** START EXCERPTED DATA **

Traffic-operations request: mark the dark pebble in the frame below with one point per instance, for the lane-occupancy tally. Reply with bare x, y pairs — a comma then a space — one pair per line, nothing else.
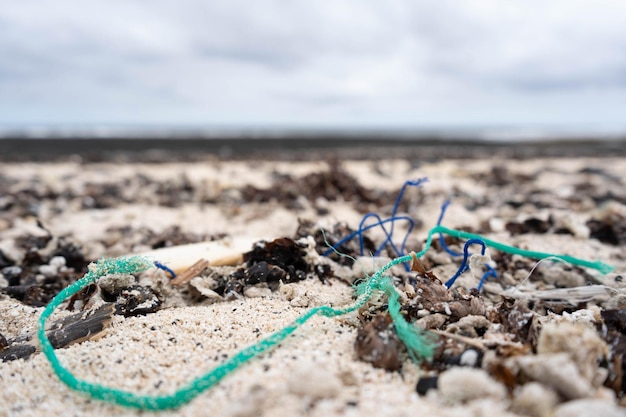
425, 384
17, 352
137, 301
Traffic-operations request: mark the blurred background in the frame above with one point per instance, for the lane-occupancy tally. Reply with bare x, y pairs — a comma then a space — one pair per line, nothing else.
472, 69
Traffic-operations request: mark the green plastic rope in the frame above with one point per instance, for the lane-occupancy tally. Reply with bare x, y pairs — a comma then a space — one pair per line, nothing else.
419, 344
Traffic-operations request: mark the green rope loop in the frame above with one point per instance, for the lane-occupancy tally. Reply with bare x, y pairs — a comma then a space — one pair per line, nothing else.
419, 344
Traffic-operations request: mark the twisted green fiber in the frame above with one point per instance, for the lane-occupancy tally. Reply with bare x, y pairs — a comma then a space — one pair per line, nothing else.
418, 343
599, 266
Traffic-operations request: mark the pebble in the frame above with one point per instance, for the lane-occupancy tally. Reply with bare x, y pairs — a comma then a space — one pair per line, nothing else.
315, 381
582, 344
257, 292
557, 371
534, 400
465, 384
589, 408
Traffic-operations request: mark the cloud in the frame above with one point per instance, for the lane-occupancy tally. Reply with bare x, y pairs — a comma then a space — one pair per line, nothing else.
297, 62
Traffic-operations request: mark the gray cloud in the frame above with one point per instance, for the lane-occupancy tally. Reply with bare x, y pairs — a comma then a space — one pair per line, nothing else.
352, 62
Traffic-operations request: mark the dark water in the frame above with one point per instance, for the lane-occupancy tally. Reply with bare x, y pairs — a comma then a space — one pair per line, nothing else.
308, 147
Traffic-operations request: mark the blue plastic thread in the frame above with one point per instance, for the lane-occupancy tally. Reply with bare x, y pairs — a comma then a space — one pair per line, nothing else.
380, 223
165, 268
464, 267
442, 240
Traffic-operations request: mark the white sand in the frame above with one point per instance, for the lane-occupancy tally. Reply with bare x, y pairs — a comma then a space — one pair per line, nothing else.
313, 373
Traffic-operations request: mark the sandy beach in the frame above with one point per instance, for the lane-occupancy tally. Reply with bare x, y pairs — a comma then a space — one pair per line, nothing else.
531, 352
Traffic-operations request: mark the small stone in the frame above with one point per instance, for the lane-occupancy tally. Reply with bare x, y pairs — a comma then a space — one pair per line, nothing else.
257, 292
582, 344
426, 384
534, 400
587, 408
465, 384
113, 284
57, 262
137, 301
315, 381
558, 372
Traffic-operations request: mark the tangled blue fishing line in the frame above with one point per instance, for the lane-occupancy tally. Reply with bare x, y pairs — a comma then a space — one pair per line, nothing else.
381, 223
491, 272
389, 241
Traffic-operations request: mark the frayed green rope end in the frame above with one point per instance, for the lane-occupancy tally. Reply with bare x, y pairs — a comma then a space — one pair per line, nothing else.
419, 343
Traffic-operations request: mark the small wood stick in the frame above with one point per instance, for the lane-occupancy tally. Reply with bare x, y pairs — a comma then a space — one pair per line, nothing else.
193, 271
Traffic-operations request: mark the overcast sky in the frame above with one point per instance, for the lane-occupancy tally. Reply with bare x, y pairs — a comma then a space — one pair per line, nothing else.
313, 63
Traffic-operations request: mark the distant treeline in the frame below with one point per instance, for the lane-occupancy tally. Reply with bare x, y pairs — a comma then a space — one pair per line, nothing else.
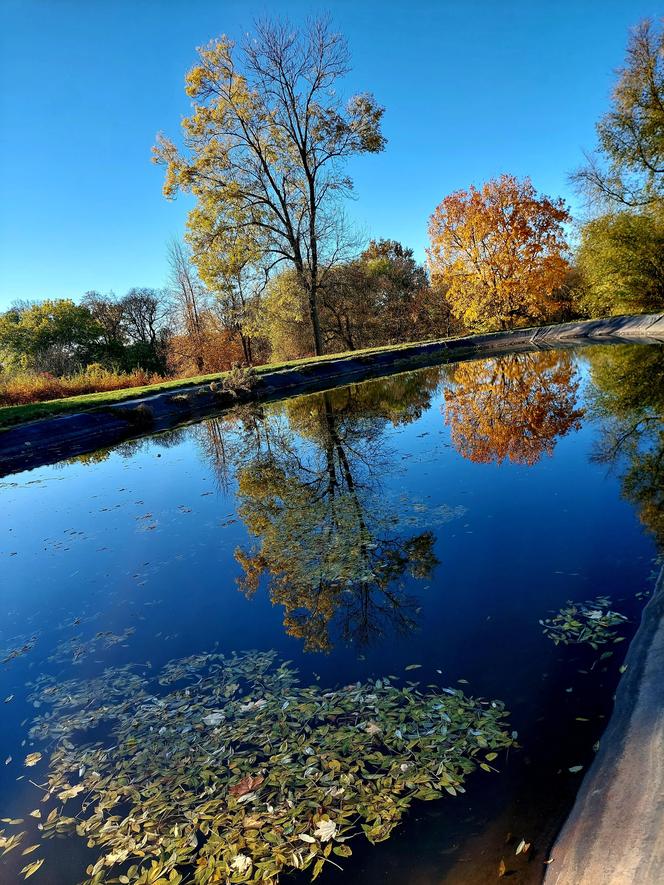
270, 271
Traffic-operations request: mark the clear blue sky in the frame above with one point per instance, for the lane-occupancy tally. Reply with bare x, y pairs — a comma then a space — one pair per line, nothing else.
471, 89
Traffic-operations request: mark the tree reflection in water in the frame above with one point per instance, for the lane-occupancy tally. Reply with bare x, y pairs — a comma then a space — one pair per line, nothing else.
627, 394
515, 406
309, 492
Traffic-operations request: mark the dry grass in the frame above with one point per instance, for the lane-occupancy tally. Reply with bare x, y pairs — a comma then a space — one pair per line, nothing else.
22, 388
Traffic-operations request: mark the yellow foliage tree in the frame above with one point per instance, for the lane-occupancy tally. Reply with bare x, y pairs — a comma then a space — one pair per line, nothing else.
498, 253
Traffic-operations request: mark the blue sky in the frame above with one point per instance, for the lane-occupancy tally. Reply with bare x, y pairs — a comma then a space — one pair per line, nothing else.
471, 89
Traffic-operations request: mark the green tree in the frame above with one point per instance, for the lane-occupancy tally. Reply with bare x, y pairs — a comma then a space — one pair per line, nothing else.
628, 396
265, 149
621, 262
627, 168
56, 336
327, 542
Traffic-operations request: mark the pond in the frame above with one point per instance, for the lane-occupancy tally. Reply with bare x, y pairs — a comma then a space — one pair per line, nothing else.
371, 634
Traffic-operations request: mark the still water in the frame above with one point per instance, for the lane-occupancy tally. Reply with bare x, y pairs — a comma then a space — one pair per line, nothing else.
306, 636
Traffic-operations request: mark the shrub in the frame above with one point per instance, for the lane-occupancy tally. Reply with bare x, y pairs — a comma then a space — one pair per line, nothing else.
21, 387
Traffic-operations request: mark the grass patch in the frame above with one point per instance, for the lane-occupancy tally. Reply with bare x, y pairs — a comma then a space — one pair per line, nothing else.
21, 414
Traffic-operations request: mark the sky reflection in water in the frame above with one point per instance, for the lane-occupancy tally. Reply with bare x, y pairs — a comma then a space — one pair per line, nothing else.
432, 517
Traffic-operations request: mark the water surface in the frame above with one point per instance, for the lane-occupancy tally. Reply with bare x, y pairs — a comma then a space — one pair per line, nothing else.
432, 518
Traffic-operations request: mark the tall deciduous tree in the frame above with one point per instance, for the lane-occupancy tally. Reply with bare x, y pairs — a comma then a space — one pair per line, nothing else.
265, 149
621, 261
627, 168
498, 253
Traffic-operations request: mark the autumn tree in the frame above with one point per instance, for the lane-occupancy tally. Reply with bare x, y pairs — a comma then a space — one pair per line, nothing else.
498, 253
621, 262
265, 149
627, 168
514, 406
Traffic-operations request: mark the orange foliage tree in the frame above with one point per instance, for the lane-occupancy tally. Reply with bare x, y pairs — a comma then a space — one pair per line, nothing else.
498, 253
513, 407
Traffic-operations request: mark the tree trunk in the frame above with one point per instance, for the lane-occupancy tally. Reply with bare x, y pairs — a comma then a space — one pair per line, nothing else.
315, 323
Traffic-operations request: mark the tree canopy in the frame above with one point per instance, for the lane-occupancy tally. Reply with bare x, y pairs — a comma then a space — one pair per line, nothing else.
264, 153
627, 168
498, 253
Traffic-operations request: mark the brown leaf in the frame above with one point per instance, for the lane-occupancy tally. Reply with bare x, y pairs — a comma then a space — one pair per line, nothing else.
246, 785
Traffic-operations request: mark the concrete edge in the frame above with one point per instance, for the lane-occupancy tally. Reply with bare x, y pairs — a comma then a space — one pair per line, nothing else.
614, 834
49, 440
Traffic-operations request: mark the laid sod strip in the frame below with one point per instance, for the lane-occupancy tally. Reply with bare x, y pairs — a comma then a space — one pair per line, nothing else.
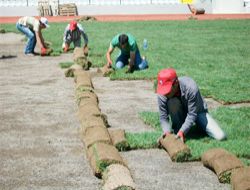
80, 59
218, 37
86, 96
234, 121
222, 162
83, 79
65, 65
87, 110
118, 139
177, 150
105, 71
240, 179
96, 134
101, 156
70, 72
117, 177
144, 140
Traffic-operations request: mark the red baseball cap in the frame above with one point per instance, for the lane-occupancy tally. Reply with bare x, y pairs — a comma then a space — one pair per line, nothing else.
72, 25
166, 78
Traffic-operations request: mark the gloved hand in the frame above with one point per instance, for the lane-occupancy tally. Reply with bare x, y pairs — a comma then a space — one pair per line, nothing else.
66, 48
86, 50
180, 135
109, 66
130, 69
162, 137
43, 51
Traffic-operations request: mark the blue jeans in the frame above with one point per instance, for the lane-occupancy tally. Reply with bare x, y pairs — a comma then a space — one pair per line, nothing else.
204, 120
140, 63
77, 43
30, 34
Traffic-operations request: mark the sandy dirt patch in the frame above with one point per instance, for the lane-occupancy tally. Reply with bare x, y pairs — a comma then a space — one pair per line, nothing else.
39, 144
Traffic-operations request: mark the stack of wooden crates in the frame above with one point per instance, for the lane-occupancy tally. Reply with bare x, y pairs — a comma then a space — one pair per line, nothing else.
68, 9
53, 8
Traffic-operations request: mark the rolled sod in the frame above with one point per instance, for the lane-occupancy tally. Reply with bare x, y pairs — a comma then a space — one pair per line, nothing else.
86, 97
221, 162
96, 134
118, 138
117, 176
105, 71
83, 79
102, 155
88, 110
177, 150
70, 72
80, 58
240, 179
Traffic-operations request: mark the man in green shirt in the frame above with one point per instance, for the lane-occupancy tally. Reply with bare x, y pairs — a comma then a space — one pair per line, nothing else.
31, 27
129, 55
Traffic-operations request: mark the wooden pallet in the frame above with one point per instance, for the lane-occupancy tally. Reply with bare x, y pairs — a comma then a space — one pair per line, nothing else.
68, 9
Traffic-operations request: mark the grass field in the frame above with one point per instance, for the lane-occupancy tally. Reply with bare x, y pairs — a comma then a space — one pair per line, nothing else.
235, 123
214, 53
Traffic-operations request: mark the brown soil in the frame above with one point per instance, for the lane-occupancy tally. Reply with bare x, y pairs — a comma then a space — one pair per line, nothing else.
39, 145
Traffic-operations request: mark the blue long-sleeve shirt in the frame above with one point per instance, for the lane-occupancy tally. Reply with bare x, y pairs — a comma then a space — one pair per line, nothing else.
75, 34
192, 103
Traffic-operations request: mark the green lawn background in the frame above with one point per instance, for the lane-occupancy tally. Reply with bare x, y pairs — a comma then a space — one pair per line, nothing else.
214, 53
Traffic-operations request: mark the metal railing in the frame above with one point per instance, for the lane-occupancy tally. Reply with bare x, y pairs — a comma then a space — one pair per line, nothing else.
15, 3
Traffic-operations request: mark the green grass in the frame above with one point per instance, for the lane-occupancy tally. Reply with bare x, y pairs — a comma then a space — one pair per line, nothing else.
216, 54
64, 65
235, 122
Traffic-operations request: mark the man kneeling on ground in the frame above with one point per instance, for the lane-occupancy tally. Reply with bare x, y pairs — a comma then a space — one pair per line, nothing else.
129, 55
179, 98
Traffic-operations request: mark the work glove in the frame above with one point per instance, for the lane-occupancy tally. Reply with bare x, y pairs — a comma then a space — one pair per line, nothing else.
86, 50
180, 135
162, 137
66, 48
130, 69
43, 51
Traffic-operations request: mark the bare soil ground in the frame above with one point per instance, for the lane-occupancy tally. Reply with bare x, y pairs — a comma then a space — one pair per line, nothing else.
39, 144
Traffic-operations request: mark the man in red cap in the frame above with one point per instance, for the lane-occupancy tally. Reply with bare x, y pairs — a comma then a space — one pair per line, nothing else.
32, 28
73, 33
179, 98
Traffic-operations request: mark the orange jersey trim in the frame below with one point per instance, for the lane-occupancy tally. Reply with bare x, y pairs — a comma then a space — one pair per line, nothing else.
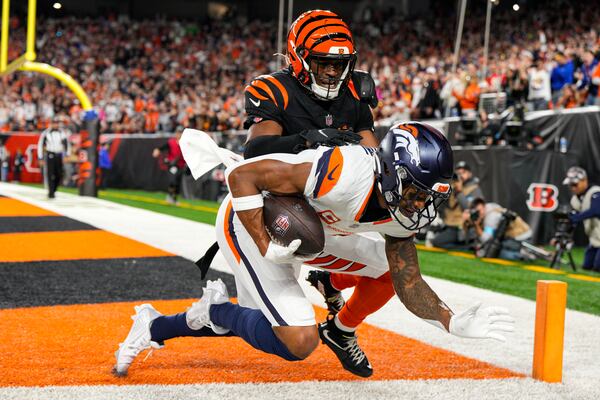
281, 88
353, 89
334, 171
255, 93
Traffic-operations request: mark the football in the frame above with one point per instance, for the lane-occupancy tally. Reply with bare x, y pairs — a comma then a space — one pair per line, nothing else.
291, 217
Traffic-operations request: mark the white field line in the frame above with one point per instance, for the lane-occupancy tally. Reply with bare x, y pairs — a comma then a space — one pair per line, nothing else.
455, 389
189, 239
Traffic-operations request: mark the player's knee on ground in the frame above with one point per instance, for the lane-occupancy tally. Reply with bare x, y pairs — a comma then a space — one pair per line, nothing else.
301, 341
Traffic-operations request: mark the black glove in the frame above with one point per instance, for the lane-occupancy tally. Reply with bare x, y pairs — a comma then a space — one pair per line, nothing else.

** END EXCERPTED DATA **

> **INSTRUCTION**
Beginning at the line that contains "Traffic-operations request: mark the bare", give the remaining lines of the records again exactly, through the last one. Leave out pictures.

> **OUTPUT FOR THIS EXERCISE**
Traffic-operations request: mark the bare soil ground in the frame above with one point per instance, for the lane-occupancy tally. Reply with bare x, y pairs — a comma then a space — one pair per line, nothing else.
39, 144
Traffic-operations request: mark the man in red cap in the frame above with one point per instance, for the lane-occupancy tally. Reply with bare x, y pairs — a comma then a space — one pair per line, nothing else.
32, 28
73, 33
179, 98
Traffic-operations request: mark the orange jersey trim in the frame below with one point per instance, for the lane-occupancy tally. Reply with bare x, y pairs — a comma then a space — one pair per line, nothing else.
281, 88
353, 89
334, 171
255, 93
Traffic-operations request: mark the football in the frame above with one point per instance, for the lane-occupancy tally. Reply with bare x, y pairs — a comma then a space — one pair per line, nothing else.
291, 217
Traffic-operations request: mark the white field line in the frame above with one point per instance, for the lane-occupancy tally. Reply with bare x, y pairs — a comma then a space — one pair per line, nothing else.
455, 389
189, 239
Traffic-operations request: mark the player's knee on ground in the frame above with one point per instance, for the lane-occupancy tally. Reply with bare x, y pairs — a comma then a space — one pair per line, nothing else.
301, 341
Traffic-operations request: mark the black glove in the frame above with one point per instance, for the lane-occupancy tally. Reply with bare x, y pairs — a comma then a space — one pair per line, nothing else.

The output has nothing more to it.